## WHAT IS NEEDED
Return every one of the following rows unchanged, line for line.

(Some rows)
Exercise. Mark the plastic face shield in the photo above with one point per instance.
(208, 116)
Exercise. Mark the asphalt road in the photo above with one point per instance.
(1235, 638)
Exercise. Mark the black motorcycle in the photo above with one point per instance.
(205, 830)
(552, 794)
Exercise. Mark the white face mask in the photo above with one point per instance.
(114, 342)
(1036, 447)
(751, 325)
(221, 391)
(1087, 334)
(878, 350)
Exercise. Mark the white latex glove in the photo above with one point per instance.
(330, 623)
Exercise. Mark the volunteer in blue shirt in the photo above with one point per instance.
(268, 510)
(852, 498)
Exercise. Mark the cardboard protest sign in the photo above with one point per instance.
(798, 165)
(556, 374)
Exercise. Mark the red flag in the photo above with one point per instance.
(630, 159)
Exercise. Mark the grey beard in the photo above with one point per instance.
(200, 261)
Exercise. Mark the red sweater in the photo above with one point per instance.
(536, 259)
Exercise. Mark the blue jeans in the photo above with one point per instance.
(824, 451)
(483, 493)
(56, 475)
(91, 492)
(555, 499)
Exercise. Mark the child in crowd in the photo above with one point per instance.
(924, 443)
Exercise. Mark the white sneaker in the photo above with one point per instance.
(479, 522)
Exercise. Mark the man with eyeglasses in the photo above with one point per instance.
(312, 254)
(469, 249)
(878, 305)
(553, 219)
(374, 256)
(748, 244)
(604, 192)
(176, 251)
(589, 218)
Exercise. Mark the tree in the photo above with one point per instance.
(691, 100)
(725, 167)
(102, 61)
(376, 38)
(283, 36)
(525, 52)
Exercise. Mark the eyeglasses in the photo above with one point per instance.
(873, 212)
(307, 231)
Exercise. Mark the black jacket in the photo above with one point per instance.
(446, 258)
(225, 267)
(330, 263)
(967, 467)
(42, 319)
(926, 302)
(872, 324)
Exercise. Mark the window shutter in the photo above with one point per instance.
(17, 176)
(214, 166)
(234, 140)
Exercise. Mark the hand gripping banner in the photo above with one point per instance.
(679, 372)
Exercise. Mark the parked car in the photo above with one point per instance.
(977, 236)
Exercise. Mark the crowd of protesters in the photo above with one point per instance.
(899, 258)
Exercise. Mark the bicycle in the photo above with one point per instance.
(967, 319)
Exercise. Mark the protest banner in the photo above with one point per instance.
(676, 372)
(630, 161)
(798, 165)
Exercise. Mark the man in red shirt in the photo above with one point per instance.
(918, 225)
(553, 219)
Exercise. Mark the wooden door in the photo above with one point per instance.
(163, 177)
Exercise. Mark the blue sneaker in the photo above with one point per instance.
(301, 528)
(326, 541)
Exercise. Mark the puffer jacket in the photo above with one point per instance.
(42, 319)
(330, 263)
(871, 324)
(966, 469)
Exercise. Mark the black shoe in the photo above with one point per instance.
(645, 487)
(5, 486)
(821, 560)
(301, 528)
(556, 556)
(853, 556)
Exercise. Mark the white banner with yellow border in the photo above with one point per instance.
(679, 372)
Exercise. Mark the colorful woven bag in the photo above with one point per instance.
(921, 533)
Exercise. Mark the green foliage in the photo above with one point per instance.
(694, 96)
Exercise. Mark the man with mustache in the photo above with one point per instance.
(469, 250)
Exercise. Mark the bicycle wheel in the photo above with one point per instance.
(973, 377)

## THE RESPONSE
Exercise. Mark the plastic face shield in the photo above with one point per instance.
(208, 116)
Exercise. Mark the asphalt road in the photo above with one point per instance.
(1235, 638)
Exercise. Mark the black motorcycle in the photo above with one point per instance.
(205, 830)
(552, 794)
Exercise. Mark the white face mask in the photo above with one point per instance.
(114, 342)
(1036, 447)
(751, 325)
(221, 391)
(1087, 334)
(878, 350)
Exercise. Mark the white latex glove in the photo above with one point per instance.
(330, 623)
Exercise. Mark the volunteer in blue shirt in the photo above with one point per instance.
(268, 510)
(852, 498)
Exercise. Mark the cardboard protest sign in the photo above with one point per instance.
(798, 165)
(556, 374)
Exercise. Mark the red flag in the photo above with one point per instance.
(630, 159)
Exercise. Mark the grey beard in the photo above with one point per instance.
(200, 261)
Exercise. Mark the red sweater in the photo above with one point per instance.
(536, 259)
Exercise. Mark the blue jeans in the photo above with one point per instance.
(824, 451)
(483, 493)
(56, 475)
(91, 492)
(555, 499)
Exercise. Mark the child in crowd in the photo above with one point per instance.
(924, 443)
Exercise. Mark the white sneaker in the photo above with one point per instance.
(479, 522)
Exercise. Mark the man with eyeglasses in the photo above with one point per instance.
(312, 254)
(469, 249)
(878, 305)
(553, 219)
(374, 256)
(748, 244)
(604, 192)
(176, 251)
(589, 218)
Exercise. Mark the tree in the photo above with one point per instance.
(691, 100)
(725, 167)
(102, 61)
(376, 38)
(283, 36)
(525, 52)
Exercise. Mark the eyeglasses in the photo above with one point per instance.
(873, 212)
(307, 231)
Exercise. Mark the black jacket in the photo above with one point per instance.
(446, 258)
(225, 267)
(330, 263)
(967, 467)
(42, 319)
(926, 302)
(872, 324)
Exercise. Mark the window shutter in the photo above with one point per instance.
(17, 176)
(214, 166)
(234, 140)
Exercise. Mark the hand gripping banner in the photo above with one point per instance.
(679, 372)
Exercise. Mark the parked car in the photo above with one point per instance.
(977, 236)
Exercise. Mark the crowd of protesters in the photo above with one point per instance.
(899, 258)
Exercise. Mark the bicycle in the photo above with one point per instance.
(967, 319)
Exercise. Mark the protest banner in the photo above with one point per instance.
(676, 372)
(630, 161)
(798, 165)
Exercise. Mark the man in red shirt in the photo above with one point per instance.
(918, 225)
(553, 219)
Exercise. Mark the wooden door in the photo above with one point per instance.
(163, 177)
Exercise. Mark the blue sneaker in the photo above with one point per instance.
(301, 528)
(326, 541)
Exercise. Mark the puffer jacket in the photo above with one point per instance.
(42, 319)
(330, 263)
(871, 324)
(966, 469)
Exercise. Mark the black shoe in the photo above with one point per instance.
(645, 487)
(5, 486)
(821, 560)
(301, 528)
(556, 556)
(853, 556)
Exercise. Mark the white banner with yellow border in the photo above with one point per instance.
(679, 372)
Exercise. Mark the colorful woven bag in the photo above with one point per instance.
(921, 533)
Exercise. Mark the green foliage in the photo above with one point per instance.
(694, 96)
Exercise. Mark the man with mustache in the photo above with one point per instance.
(469, 250)
Exercise. Mark the bicycle wheel in the photo above with one point per instance.
(973, 377)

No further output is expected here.